Entries shown below:

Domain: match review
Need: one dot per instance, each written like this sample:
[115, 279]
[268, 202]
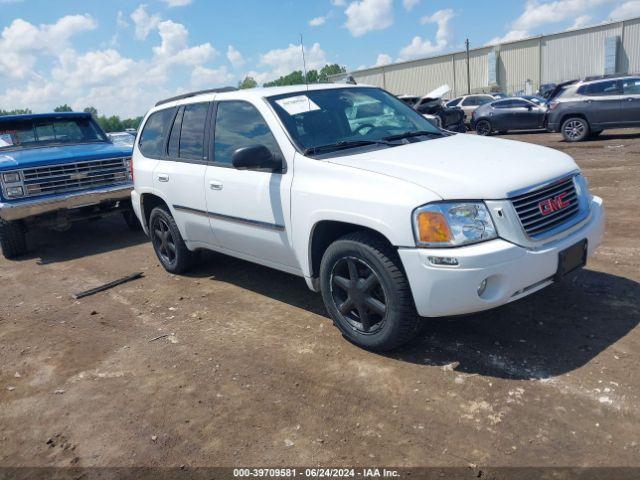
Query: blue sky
[122, 55]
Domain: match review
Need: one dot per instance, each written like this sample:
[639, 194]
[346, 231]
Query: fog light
[448, 261]
[482, 287]
[14, 192]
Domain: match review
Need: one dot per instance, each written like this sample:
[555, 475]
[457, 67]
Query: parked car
[535, 99]
[122, 138]
[387, 221]
[57, 168]
[584, 109]
[507, 115]
[432, 107]
[469, 103]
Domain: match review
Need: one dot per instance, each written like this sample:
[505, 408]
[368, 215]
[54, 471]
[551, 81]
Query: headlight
[15, 192]
[451, 224]
[12, 177]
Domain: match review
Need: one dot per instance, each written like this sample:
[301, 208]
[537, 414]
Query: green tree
[63, 108]
[332, 69]
[248, 82]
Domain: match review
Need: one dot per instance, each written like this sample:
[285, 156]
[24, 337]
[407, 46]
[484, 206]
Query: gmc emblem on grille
[553, 204]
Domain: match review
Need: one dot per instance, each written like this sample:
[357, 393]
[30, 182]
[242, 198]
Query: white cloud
[626, 10]
[409, 4]
[366, 15]
[104, 78]
[178, 3]
[538, 14]
[285, 60]
[21, 43]
[383, 59]
[211, 77]
[235, 57]
[318, 21]
[420, 47]
[143, 22]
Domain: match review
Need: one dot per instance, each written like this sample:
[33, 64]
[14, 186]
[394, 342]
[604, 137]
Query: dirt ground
[251, 371]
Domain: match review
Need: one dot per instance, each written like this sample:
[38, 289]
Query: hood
[438, 92]
[37, 157]
[466, 167]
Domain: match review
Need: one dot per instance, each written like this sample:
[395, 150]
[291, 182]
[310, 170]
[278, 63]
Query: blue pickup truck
[55, 169]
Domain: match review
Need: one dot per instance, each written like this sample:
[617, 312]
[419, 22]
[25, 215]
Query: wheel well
[149, 202]
[572, 115]
[328, 231]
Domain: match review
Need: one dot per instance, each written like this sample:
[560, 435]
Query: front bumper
[30, 207]
[513, 272]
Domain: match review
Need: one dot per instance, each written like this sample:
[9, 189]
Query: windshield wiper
[343, 144]
[415, 133]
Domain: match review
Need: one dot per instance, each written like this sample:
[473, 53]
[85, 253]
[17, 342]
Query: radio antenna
[304, 64]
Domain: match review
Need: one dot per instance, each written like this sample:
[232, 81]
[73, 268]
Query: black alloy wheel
[358, 295]
[163, 241]
[483, 127]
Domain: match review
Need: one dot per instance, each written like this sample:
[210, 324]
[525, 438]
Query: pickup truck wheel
[575, 129]
[367, 293]
[132, 221]
[170, 248]
[13, 239]
[483, 127]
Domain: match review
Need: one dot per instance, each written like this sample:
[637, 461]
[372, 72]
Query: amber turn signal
[433, 228]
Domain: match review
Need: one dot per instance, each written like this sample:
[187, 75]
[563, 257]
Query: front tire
[366, 292]
[13, 239]
[483, 127]
[575, 129]
[167, 242]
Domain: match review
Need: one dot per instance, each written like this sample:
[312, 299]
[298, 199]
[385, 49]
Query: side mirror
[256, 157]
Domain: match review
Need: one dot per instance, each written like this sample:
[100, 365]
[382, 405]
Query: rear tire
[366, 292]
[575, 129]
[13, 239]
[167, 242]
[483, 128]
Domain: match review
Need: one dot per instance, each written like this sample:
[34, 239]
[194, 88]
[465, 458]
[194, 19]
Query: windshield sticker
[6, 140]
[298, 104]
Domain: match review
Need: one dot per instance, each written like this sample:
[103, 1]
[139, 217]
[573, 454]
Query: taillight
[129, 162]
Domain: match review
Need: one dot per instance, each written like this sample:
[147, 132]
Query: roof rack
[193, 94]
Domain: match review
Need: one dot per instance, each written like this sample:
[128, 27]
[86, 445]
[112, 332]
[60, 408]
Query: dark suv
[586, 108]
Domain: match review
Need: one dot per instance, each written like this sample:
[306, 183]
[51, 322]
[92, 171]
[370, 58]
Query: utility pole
[466, 43]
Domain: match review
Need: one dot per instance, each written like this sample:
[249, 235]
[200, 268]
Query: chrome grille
[72, 177]
[529, 209]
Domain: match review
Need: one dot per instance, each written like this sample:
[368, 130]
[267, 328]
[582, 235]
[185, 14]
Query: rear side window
[239, 124]
[601, 89]
[153, 134]
[631, 86]
[192, 132]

End of Entries shown.

▶ [Work request]
Output the material above word for word. Leave out its images.

▶ [Result for this task]
Domain: match review
Need: one dot per instance, each written like this sample:
[115, 279]
[268, 202]
Query: blue sky
[122, 55]
Domain: match review
Need: one dot per instance, each written like this sample:
[639, 194]
[346, 231]
Query: fog light
[448, 261]
[482, 287]
[14, 192]
Domain: match review
Need: one dot per instance, each written like this sample:
[555, 475]
[457, 67]
Query: parked car
[535, 99]
[122, 138]
[387, 221]
[57, 168]
[584, 109]
[507, 115]
[432, 107]
[469, 103]
Domain: match review
Need: one dot per instance, each written like this sample:
[505, 408]
[368, 215]
[54, 471]
[551, 81]
Query: headlight
[15, 192]
[451, 224]
[12, 177]
Domain: match review
Need: one dot per instance, each written like this sample:
[301, 208]
[537, 414]
Query: green tree
[63, 108]
[332, 69]
[248, 82]
Domain: match review
Need: one dot per instance, each written like this sample:
[285, 156]
[24, 337]
[407, 46]
[484, 206]
Query: gmc emblem on grille
[553, 204]
Domain: match review
Need: one dot per instance, each written like this sample:
[357, 393]
[30, 182]
[242, 198]
Query: white cloud
[626, 10]
[409, 4]
[366, 15]
[104, 78]
[178, 3]
[538, 14]
[285, 60]
[21, 43]
[383, 59]
[211, 77]
[235, 57]
[318, 21]
[420, 47]
[143, 22]
Domain: match review
Need: one dot per instance, each written like this sample:
[33, 64]
[14, 186]
[394, 342]
[604, 137]
Query: dirt ground
[251, 371]
Domain: match review
Need: one dot per instance, each written like this sample:
[38, 289]
Query: hood
[438, 92]
[37, 157]
[466, 167]
Domain: match review
Need: one dot per instance, each written like this sample:
[395, 150]
[291, 182]
[310, 170]
[278, 63]
Query: blue pickup truck
[55, 169]
Domain: match review
Need: one dot per instance, each written like this sample:
[617, 312]
[419, 22]
[25, 215]
Query: wheel well
[149, 202]
[572, 115]
[328, 231]
Domain: match review
Need: one dot per instance, each written like this sample:
[560, 435]
Query: front bumper
[30, 207]
[513, 272]
Domain: match review
Need: one dot per instance, each written like this sample:
[9, 189]
Query: windshield wiper
[343, 144]
[415, 133]
Domain: match review
Need: one dot per instance, each written like this sample:
[473, 53]
[85, 253]
[17, 342]
Query: radio antenna
[304, 64]
Domain: match review
Need: one dot per instance, each written like this sample:
[232, 81]
[73, 268]
Query: black alloy wheel
[358, 295]
[163, 241]
[483, 127]
Domain: match review
Need: one dot per instance, each written like this sample:
[210, 324]
[525, 438]
Query: pickup truck wheel
[575, 129]
[367, 293]
[132, 221]
[170, 248]
[13, 239]
[483, 127]
Domain: match review
Need: one dot per instance, each written like this sample:
[637, 461]
[372, 72]
Query: amber turn signal
[433, 228]
Domain: match review
Need: one dot per instance, each written like this sample:
[187, 75]
[563, 257]
Query: front tire
[366, 292]
[13, 239]
[483, 127]
[575, 129]
[167, 242]
Domain: match review
Need: one dot per instance, each written like this sample:
[312, 299]
[298, 199]
[385, 49]
Query: side mirror
[256, 157]
Domain: match review
Need: one dot per instance, each written like this sample:
[100, 365]
[382, 405]
Query: rear tire
[366, 292]
[575, 129]
[13, 239]
[167, 242]
[483, 128]
Domain: match review
Need: one dot per instance, each written like this sample:
[34, 239]
[194, 88]
[465, 458]
[194, 19]
Query: windshield sticker
[6, 140]
[298, 104]
Domain: match review
Need: one dot per instance, each written like this sample:
[103, 1]
[139, 217]
[573, 454]
Query: taillight
[129, 162]
Domain: match review
Need: one dot per instance, each written like this sample:
[147, 132]
Query: roof rack
[193, 94]
Domain: match review
Need: one dot per instance, each written like this sample:
[128, 27]
[86, 445]
[112, 332]
[60, 408]
Query: dark suv
[586, 108]
Domain: match review
Need: one dot per instance, each written like this sample:
[306, 183]
[51, 322]
[92, 171]
[370, 58]
Query: utility pole
[466, 43]
Domain: match review
Need: one dot per instance, each written like this sample:
[249, 235]
[200, 268]
Query: chrome grille
[72, 177]
[529, 209]
Domain: match review
Need: one dot per instance, each written like this sample:
[368, 130]
[267, 328]
[582, 235]
[185, 14]
Query: rear side window
[239, 124]
[601, 89]
[153, 134]
[631, 86]
[192, 132]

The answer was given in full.